*YOUR OBJECTIVE:* Copy all records verbatim.

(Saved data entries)
★ ★ ★

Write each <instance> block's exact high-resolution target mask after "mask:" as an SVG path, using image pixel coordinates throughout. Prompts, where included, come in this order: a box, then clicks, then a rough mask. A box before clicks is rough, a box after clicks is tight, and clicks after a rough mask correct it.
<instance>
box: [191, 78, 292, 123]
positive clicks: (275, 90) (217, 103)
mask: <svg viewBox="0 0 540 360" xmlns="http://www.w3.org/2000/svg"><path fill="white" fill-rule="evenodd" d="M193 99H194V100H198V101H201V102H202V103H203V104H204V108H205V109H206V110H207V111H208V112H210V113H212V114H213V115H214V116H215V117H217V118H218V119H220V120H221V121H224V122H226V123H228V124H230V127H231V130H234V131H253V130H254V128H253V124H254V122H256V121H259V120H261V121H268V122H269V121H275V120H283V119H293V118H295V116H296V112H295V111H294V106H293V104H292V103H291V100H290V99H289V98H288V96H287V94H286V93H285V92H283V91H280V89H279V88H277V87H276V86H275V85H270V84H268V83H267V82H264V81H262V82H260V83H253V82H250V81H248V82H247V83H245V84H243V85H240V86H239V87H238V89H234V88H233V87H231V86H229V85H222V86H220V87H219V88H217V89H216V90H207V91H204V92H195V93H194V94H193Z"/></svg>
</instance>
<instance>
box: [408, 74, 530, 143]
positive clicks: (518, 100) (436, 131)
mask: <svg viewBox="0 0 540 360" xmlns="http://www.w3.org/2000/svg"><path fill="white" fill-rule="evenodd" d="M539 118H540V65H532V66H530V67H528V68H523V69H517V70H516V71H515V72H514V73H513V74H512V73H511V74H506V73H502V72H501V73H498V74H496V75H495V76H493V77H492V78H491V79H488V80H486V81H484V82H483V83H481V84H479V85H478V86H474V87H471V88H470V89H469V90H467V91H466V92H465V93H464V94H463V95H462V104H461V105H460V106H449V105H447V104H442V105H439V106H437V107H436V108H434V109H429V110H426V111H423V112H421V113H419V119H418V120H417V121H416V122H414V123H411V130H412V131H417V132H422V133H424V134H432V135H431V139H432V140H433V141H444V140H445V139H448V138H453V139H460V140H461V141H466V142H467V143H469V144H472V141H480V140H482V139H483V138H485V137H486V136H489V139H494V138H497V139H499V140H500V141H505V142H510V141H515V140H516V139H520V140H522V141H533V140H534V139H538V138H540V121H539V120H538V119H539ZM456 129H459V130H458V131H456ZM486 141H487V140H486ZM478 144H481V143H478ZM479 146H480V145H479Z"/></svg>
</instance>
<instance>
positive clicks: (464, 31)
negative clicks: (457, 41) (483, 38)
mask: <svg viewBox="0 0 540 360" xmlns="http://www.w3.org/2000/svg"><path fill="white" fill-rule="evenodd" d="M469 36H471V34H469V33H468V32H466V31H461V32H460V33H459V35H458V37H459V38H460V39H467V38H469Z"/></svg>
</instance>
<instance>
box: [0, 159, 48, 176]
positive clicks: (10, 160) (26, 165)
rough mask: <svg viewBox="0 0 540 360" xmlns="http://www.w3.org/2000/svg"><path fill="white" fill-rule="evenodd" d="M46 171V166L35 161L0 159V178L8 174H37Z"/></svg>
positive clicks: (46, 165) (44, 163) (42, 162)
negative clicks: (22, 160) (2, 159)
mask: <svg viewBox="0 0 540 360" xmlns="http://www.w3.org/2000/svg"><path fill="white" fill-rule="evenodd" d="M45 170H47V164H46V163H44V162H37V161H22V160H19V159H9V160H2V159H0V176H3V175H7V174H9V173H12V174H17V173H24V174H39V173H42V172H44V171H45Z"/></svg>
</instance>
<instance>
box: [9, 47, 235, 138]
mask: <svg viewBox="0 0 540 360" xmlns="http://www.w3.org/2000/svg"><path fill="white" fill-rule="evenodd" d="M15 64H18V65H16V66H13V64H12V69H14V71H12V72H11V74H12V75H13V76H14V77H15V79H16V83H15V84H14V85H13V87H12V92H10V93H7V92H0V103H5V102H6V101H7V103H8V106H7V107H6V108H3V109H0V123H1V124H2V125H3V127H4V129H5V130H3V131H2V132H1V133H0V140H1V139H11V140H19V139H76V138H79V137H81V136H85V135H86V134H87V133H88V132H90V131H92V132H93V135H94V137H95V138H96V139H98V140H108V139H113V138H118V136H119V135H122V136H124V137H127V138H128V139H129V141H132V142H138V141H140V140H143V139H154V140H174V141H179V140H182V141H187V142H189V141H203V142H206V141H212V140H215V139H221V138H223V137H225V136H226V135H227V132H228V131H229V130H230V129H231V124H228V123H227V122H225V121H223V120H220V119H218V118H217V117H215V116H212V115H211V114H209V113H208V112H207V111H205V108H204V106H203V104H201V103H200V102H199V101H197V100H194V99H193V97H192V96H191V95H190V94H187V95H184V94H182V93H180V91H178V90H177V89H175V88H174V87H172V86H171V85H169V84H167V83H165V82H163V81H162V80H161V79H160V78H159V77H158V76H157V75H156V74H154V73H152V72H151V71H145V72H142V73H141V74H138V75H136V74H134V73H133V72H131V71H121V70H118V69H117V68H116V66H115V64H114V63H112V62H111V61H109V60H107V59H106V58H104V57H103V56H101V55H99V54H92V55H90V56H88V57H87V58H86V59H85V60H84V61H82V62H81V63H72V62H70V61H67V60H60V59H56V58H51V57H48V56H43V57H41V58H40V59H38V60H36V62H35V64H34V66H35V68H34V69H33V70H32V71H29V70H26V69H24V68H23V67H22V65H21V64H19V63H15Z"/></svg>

★ ★ ★

*TASK RESPONSE:*
Write each <instance> block's exact high-resolution target mask after "mask:" as an SVG path, using image pixel coordinates throughout. Prompts, where included, come in this order: a box, then clicks, then a rough mask. A box before clicks is rough, a box after clicks is tight, and clicks after a rough mask correct it.
<instance>
box: [191, 78, 292, 123]
positive clicks: (275, 90) (217, 103)
mask: <svg viewBox="0 0 540 360" xmlns="http://www.w3.org/2000/svg"><path fill="white" fill-rule="evenodd" d="M193 99H194V100H198V101H201V102H202V103H203V104H204V108H205V109H206V110H207V111H208V112H210V113H212V114H213V115H214V116H215V117H217V118H218V119H220V120H221V121H224V122H226V123H228V124H230V127H231V130H234V131H253V130H254V128H253V124H254V122H256V121H259V120H261V121H268V122H269V121H275V120H283V119H293V118H295V116H296V112H295V111H294V106H293V104H292V103H291V100H290V99H289V98H288V96H287V94H286V93H285V92H283V91H280V89H279V88H277V87H276V86H275V85H270V84H268V83H267V82H264V81H262V82H260V83H253V82H250V81H248V82H247V83H245V84H243V85H240V86H239V87H238V89H234V88H233V87H231V86H229V85H222V86H220V87H219V88H217V89H216V90H207V91H204V92H195V93H194V94H193Z"/></svg>
</instance>
<instance>
box: [408, 74, 530, 143]
positive clicks: (518, 100) (436, 131)
mask: <svg viewBox="0 0 540 360" xmlns="http://www.w3.org/2000/svg"><path fill="white" fill-rule="evenodd" d="M539 118H540V65H532V66H530V67H528V68H523V69H517V70H516V71H515V72H514V73H513V74H512V73H511V74H506V73H502V72H501V73H498V74H496V75H495V76H493V77H492V78H491V79H488V80H486V81H484V82H483V83H481V84H479V85H478V86H474V87H471V88H470V89H469V90H467V91H466V92H465V93H464V94H463V95H462V104H461V105H460V106H449V105H447V104H442V105H439V106H437V107H436V108H434V109H429V110H426V111H423V112H421V113H419V119H418V120H417V121H416V122H414V123H411V130H412V131H417V132H422V133H424V134H432V135H431V139H432V140H433V141H444V140H445V139H448V138H453V139H460V140H461V141H466V142H467V143H469V144H472V141H480V140H482V139H483V138H485V137H486V136H489V139H494V138H497V139H499V140H500V141H505V142H510V141H515V140H516V139H520V140H522V141H533V140H534V139H538V138H540V121H539V120H538V119H539ZM456 129H459V130H458V131H456ZM486 141H487V140H486ZM478 144H481V143H478ZM479 146H480V145H479Z"/></svg>
</instance>
<instance>
positive clicks: (464, 31)
negative clicks: (457, 41) (483, 38)
mask: <svg viewBox="0 0 540 360" xmlns="http://www.w3.org/2000/svg"><path fill="white" fill-rule="evenodd" d="M469 36H471V34H469V33H468V32H466V31H461V32H460V33H459V35H458V37H459V38H460V39H467V38H469Z"/></svg>
</instance>
<instance>
box: [0, 159, 48, 176]
positive clicks: (10, 160) (26, 165)
rough mask: <svg viewBox="0 0 540 360" xmlns="http://www.w3.org/2000/svg"><path fill="white" fill-rule="evenodd" d="M46 171V166L35 161L0 159V178L8 174H37Z"/></svg>
positive clicks: (46, 165) (44, 163) (42, 162)
negative clicks: (22, 160) (2, 159)
mask: <svg viewBox="0 0 540 360" xmlns="http://www.w3.org/2000/svg"><path fill="white" fill-rule="evenodd" d="M45 170H47V164H46V163H44V162H37V161H22V160H19V159H9V160H2V159H0V176H3V175H7V174H9V173H12V174H17V173H24V174H39V173H42V172H44V171H45Z"/></svg>
</instance>
<instance>
box: [9, 47, 235, 138]
mask: <svg viewBox="0 0 540 360" xmlns="http://www.w3.org/2000/svg"><path fill="white" fill-rule="evenodd" d="M15 64H18V65H16V66H13V64H12V69H14V71H12V72H11V74H12V75H13V76H14V77H15V79H16V83H15V84H14V85H13V87H12V92H10V93H7V92H0V103H5V102H6V101H7V103H8V106H7V107H6V108H3V109H0V123H1V124H2V125H3V127H4V129H5V130H3V131H2V132H1V133H0V140H1V139H11V140H19V139H76V138H79V137H81V136H85V135H86V134H87V133H88V132H90V131H92V132H93V135H94V137H95V138H96V139H98V140H108V139H113V138H118V136H119V135H122V136H124V137H127V138H128V139H129V141H132V142H138V141H140V140H143V139H154V140H174V141H179V140H182V141H187V142H189V141H203V142H206V141H212V140H215V139H221V138H223V137H225V136H226V135H227V132H228V131H229V130H230V129H231V124H228V123H227V122H225V121H223V120H220V119H218V118H217V117H215V116H212V115H211V114H209V113H208V112H207V111H205V108H204V106H203V104H201V103H200V102H199V101H197V100H194V99H193V97H192V96H191V95H190V94H187V95H184V94H182V93H180V91H178V90H177V89H175V88H174V87H172V86H171V85H169V84H167V83H165V82H163V81H162V80H161V79H160V78H159V77H158V76H157V75H156V74H154V73H152V72H151V71H145V72H142V73H141V74H138V75H136V74H134V73H133V72H131V71H121V70H118V69H117V68H116V66H115V64H114V63H112V62H111V61H109V60H107V59H106V58H104V57H103V56H101V55H99V54H92V55H90V56H88V57H87V58H86V59H85V60H84V61H82V62H81V63H72V62H70V61H67V60H60V59H56V58H51V57H48V56H43V57H41V58H40V59H38V60H36V62H35V64H34V66H35V68H34V69H33V70H32V71H29V70H26V69H24V68H23V67H22V65H21V64H19V63H15Z"/></svg>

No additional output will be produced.